A small technical paper
Omnidirectional sound
reproduction by means of a pulsating sphere has
always been the theoretically ideal design
concept. Unfortunately, the concept can never be
physically realized for wide frequency range
sound because the sphere would have to be,
simultaneously both large and small - small at
high frequencies to represent a point source at
the short wavelengths involved, to prevent
lobing, and large at low frequencies to enable
enough air to be moved to develop adequate acoustic
output.
A number of interesting
attempts have been made in the pursuit of this
ideal by developing pulsating spheres of limited
bandwidth, none of which have met with commercial
success. The latest was in 1989 when MB QUART
of West Germany developed a football shaped
radiator, 50cm long with a response down to
800Hz, operating on a magnetostriction principle.

Dataset records:

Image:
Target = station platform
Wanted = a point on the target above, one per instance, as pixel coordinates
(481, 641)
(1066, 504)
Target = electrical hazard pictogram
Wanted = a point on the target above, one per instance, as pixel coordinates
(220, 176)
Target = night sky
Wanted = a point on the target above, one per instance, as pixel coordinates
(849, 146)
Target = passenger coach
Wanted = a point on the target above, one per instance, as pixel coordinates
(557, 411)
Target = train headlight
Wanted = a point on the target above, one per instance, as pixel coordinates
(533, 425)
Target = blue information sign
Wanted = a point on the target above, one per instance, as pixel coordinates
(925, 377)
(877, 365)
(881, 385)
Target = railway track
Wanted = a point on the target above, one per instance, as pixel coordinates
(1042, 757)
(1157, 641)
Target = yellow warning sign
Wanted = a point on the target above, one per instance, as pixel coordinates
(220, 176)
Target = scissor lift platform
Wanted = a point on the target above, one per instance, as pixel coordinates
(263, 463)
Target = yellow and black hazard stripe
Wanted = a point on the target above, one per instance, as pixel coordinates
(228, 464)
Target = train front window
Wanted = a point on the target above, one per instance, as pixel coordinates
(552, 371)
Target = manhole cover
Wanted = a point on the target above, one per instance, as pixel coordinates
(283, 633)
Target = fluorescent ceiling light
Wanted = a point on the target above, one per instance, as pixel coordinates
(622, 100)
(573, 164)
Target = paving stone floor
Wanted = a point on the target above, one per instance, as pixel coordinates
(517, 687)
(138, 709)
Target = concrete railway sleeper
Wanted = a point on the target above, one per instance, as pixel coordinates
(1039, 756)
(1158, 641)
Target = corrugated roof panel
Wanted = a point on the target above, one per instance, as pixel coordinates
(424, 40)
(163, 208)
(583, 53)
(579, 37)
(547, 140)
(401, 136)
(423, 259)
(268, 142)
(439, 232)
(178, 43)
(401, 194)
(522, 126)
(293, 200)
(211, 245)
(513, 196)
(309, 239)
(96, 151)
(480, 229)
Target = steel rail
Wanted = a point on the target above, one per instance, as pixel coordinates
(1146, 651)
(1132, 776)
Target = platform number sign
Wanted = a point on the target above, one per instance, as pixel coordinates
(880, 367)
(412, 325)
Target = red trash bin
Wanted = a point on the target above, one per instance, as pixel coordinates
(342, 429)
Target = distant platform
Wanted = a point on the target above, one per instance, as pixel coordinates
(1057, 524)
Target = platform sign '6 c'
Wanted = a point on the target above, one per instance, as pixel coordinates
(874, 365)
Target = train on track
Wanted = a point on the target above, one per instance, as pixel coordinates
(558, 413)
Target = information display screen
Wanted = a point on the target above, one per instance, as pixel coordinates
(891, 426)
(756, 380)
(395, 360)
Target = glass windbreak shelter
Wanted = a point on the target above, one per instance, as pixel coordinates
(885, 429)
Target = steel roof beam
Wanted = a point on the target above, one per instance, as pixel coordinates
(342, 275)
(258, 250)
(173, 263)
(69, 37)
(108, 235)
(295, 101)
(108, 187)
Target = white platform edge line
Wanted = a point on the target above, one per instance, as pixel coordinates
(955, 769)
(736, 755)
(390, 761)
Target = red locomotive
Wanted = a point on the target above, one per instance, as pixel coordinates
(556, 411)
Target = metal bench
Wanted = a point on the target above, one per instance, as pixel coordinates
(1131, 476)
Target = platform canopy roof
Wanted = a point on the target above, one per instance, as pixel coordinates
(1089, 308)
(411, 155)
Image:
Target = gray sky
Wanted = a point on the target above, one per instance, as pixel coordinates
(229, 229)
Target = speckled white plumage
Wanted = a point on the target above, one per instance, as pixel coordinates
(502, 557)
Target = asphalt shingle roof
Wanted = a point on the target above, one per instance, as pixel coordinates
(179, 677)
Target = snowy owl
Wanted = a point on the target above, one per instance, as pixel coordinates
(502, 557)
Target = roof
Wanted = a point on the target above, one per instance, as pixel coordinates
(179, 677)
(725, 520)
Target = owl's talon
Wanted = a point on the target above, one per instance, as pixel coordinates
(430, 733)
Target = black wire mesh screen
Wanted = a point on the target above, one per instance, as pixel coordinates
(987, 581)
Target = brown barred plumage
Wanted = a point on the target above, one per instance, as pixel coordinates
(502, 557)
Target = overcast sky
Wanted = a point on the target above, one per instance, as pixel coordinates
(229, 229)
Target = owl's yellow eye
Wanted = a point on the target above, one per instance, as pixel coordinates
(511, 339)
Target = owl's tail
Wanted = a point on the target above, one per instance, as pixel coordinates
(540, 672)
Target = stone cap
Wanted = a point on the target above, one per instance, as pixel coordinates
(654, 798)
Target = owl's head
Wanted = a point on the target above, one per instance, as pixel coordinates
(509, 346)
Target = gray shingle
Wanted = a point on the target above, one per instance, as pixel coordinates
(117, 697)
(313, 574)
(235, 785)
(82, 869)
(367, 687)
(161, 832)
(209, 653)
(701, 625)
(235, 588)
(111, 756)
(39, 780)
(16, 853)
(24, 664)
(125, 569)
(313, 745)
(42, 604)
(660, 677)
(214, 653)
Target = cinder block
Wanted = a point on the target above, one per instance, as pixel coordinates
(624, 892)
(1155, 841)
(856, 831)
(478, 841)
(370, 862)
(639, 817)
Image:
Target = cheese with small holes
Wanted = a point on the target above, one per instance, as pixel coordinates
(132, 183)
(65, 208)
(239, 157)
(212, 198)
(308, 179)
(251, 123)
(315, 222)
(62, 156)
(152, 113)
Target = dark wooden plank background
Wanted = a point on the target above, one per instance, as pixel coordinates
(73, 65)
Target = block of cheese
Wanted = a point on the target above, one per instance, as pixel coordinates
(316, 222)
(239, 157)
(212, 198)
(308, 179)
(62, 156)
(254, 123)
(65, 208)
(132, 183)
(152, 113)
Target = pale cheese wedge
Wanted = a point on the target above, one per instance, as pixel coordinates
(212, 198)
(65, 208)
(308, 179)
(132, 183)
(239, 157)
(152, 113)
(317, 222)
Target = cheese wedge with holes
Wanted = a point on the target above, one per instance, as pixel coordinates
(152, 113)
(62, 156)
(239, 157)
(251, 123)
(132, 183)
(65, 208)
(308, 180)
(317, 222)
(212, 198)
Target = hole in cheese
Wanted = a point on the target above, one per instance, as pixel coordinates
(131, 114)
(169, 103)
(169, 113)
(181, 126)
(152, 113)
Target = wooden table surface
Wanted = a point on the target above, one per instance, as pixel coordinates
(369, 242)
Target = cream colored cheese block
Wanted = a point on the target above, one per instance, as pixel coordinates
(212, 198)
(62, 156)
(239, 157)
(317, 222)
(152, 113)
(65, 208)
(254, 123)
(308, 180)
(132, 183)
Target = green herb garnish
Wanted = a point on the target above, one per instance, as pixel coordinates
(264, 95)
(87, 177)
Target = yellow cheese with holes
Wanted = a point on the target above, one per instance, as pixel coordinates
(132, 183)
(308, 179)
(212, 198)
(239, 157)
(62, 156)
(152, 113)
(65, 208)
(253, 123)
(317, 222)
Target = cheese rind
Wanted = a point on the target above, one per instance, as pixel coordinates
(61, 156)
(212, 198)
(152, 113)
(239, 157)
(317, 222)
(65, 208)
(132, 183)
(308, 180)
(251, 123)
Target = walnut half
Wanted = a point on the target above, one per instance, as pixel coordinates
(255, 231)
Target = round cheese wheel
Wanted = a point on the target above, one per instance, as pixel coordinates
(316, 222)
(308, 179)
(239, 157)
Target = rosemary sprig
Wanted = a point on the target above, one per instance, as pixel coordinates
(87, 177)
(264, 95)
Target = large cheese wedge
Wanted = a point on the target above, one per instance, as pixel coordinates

Stated exercise 1: In the paper on omnidirectional sound reproduction, what operating principle did the MB QUART football-shaped radiator use?
Stated exercise 2: Extend the paper on omnidirectional sound reproduction, picking up after its final sentence.

Task output 1: It operated on a magnetostriction principle.

Task output 2:
Other approaches to
achieve an omnidirectional or
quasi-omnidirectional type of sound have been
more successful and with more manufacturers
marketing product, such speakers are becoming
increasingly in vogue for the upper-mid and high
end markets.
The advantages of Omni
sound are being increasingly recognized in terms
of naturalness of reproduction and freedom from
"sweet spot" listening. Conventional
front firing speakers cannot recreate the sound
fields of acoustic instruments that propagate
sound omni-directionaly. Piano's, violins,
guitars, drums and cymbals are not front
firing and hence cannot be reproduced
naturally throughout a listening area by front
firing speakers.
A major advantage of the
Omni over conventional front firing speakers is
that the Omni's sound output, at the listening
position, is much less subject to coloration by the
addition of reflected sound from room
boundaries and furnishings. This is because the
Omni has the same response on and off axis,
whereas the rectangular boxed front firing
speaker degrades off axis and suffers from
extremely poor, bass heavy, response off the
sides and back of the enclosure.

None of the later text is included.